EXERCISE MATERIAL:
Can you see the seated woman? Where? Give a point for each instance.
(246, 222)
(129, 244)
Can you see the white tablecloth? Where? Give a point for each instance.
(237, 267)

DIRECTIONS FOR THIS TASK: Format every line of the records above as a JSON list of strings, one string per line, leaving out blank lines.

CORRECT ANSWER:
[
  "Can you see the seated woman? Where? Give a point for each instance.",
  "(246, 222)",
  "(129, 244)",
  "Can you see the white tablecloth? Where? Give a point for each instance.",
  "(237, 267)"
]